Data records:
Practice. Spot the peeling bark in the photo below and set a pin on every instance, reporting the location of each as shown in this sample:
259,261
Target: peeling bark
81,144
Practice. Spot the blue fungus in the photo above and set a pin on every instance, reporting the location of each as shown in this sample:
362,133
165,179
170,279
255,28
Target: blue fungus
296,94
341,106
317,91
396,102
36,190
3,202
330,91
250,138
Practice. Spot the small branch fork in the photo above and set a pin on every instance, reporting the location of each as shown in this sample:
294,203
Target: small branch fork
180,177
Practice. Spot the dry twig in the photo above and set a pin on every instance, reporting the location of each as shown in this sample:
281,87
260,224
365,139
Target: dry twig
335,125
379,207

● Task directions
Rewrite all of the rows above in full, requests included, and multiply each answer coordinate by 0.6, rounding to the nearest whole number with halves going up. Keep the requests and their sample coordinates unchanged.

● Solved exercise
Practice. Spot the peeling bark in the photo below and set a pin on every instance, reporting the location of each as shown in this sample:
259,261
Target: peeling bark
49,86
Practice. Spot the blue fungus in the photo above and set a pin on every instance, reporting the location of each as shown in this sample:
362,133
165,179
170,279
255,28
Target: blue fungus
178,56
205,64
190,55
238,61
22,114
2,121
198,55
150,83
Practice. Spot the small branch fork in the photo above and set a pin on every instance, reporting the location of each as shown in this sample:
294,203
Target: small branch fork
108,106
Practice. Spot the dry twig in the photo above and set a pin on every instance, reporting the location of each as shown in this sample:
281,87
260,224
365,139
Target: dry twig
201,75
227,124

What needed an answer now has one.